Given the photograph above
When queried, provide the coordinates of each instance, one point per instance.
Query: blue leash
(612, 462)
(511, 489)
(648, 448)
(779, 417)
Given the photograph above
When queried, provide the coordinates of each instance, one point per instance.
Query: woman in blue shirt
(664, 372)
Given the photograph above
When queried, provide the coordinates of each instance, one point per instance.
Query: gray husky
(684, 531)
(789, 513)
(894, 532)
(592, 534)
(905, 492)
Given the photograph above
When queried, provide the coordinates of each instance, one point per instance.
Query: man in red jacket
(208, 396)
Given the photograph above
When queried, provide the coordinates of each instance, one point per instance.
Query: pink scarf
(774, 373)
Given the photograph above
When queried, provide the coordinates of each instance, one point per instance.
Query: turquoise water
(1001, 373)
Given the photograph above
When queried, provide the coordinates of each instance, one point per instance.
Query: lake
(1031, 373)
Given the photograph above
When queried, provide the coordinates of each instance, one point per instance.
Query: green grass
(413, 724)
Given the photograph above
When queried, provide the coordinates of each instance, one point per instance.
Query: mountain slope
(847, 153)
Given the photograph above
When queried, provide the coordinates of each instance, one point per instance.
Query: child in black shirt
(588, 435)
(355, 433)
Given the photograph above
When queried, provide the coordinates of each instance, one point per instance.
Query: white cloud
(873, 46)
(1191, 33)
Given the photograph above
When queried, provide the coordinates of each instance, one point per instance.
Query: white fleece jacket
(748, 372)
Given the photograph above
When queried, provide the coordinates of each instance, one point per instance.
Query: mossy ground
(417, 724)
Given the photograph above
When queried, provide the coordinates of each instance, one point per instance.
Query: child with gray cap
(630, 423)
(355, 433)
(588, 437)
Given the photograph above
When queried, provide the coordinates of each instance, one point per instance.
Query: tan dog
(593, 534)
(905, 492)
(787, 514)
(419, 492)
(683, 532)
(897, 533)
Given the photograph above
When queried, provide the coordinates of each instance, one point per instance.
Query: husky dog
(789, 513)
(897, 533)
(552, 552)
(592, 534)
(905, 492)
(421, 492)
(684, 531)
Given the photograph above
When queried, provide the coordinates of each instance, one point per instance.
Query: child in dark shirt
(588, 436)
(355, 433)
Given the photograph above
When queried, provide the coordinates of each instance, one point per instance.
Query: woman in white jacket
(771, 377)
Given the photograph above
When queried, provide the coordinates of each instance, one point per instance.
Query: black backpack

# # # # #

§ To do:
An exact repetition of the data above is all that is needed.

§ Answer to this exercise:
Given the photograph above
When queried, provide the coordinates of each instance, one point per instance.
Query: blue leash
(612, 462)
(511, 489)
(648, 448)
(779, 417)
Given the photograph above
When queried, provide the coordinates of each instance, one point per instance.
Query: woman in blue shirt
(664, 372)
Given the photograph above
When queried, provide the coordinates of each instance, one point per instance.
Query: gray husky
(684, 531)
(789, 513)
(894, 532)
(592, 534)
(905, 492)
Given the photograph above
When queried, provide the coordinates of each instance, one point per instance.
Query: man in red jacket
(208, 396)
Given the photograph above
When queried, provide the coordinates of each instance, one point per instance.
Query: pink scarf
(774, 373)
Given the photograph above
When queried, provide the coordinates of each instance, one point per instance.
Query: turquoise water
(1001, 373)
Given the photograph above
When queried, provide the coordinates of each instance, one point per instance.
Query: lake
(1031, 373)
Given the photograph above
When queried, provide the coordinates of each instance, one point per instance.
Query: green grass
(413, 724)
Given the photograph above
When queried, provide the coordinates of each instance, one point per instance.
Query: mountain slope
(847, 153)
Given the photograph above
When queried, provide the coordinates of each instance, one point per instance.
Query: child in black shirt
(588, 435)
(355, 433)
Given the photograph above
When queried, provide the coordinates of each instance, one point per instance.
Query: white cloud
(873, 46)
(1191, 33)
Given the photograph above
When queried, provide the coordinates of each instance, one point per instance.
Query: white fleece jacket
(748, 372)
Given the photograph above
When queried, provide the coordinates of each instance, one point per instance.
Query: mossy ground
(417, 724)
Given the photograph above
When queried, provide the coordinates of each instance, one point per instance.
Query: child with gray cap
(630, 423)
(355, 433)
(588, 437)
Given the photograph above
When queried, provide the coordinates of each instance, one point per instance.
Query: tan dog
(593, 534)
(905, 492)
(787, 514)
(419, 492)
(683, 532)
(897, 533)
Given the photograph above
When queried, provide the coordinates of each instance, one point per instance.
Query: husky dog
(789, 513)
(897, 533)
(552, 552)
(592, 534)
(905, 492)
(421, 492)
(684, 531)
Given the photograph above
When queried, provide the coordinates of each instance, one point per instance.
Query: child in dark shirt
(588, 436)
(355, 433)
Given the photograph above
When queried, provide the coordinates of each instance, one point per instance.
Query: woman in white jacket
(771, 377)
Given the photograph above
When queried, provide the coordinates of each instance, one point per instance.
Query: black backpack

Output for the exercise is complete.